─── Records shown

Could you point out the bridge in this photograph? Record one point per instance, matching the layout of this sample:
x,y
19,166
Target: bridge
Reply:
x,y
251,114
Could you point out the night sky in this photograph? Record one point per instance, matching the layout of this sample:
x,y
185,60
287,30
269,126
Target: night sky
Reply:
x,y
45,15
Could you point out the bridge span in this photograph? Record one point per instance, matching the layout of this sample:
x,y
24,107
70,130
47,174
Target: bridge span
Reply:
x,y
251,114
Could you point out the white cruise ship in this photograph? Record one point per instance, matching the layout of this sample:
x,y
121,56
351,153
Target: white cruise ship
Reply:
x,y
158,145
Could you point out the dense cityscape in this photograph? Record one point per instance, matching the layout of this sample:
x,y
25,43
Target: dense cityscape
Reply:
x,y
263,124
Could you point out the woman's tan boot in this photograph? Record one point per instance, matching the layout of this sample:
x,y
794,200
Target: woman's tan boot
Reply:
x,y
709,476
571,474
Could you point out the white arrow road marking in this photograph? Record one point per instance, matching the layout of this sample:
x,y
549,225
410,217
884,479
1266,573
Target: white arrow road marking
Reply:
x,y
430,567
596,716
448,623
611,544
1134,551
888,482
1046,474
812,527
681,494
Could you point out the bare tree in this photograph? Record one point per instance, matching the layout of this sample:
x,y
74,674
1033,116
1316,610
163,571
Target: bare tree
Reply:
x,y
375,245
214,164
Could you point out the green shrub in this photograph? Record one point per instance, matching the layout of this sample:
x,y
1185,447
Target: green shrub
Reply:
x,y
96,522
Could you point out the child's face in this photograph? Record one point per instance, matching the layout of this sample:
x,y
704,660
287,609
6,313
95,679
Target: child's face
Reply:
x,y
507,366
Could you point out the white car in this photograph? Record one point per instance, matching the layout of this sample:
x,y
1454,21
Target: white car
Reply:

──────

» **Task objective**:
Every line above is to be transcribed exactly.

» **Answer section**:
Could you point out the bridge in this photograph? Record one point per instance, matching the layout of this sample:
x,y
19,166
Target: bridge
Reply:
x,y
251,114
Could you point out the night sky in this photograph? Record one point per instance, matching the layout of this sample:
x,y
185,60
287,30
269,126
Target: night sky
Reply:
x,y
45,15
Could you point out the bridge span in this photograph? Record one point per instance, matching the layout of this sample:
x,y
24,107
70,130
47,174
Target: bridge span
Reply:
x,y
251,114
Could you point out the white cruise ship in this photograph? Record one point per instance, matching the layout of this sample:
x,y
121,56
351,153
Target: white cruise ship
Reply:
x,y
158,145
Could you point out the dense cityscape in this photograph? Record one point per instance, matching the layout of this sample:
x,y
25,43
Target: dense cityscape
Reply:
x,y
263,124
Could you point out the woman's tan boot in this photograph? Record one point per instance, matching the layout of this sample:
x,y
794,200
Target: woman's tan boot
Reply:
x,y
709,476
571,474
Could you point out the white arrow road marking in this photograph? Record one point per instance, matching the layout of this sample:
x,y
549,225
410,217
884,479
1266,573
Target: white arrow road marking
Reply:
x,y
430,567
596,716
448,623
611,544
1134,551
888,482
1046,474
812,527
681,494
Could you point out the bare tree in this photograph? Record one point per instance, matching the layout of this sample:
x,y
74,674
1033,116
1316,610
163,571
Target: bare tree
Reply:
x,y
375,245
214,164
Could you point out the green shrub in this photograph? Record one point per instance, matching the layout of this sample:
x,y
1185,447
Target: green shrub
Reply:
x,y
96,522
Could you point out the child's face in this photograph? Record one point per instance, matching the layout of this sample:
x,y
704,660
287,609
6,313
95,679
Target: child's face
Reply:
x,y
507,366
Could you point out the white car in this photograph? Record one point per instance, matching the layout of this sample:
x,y
1454,21
Target: white car
Reply:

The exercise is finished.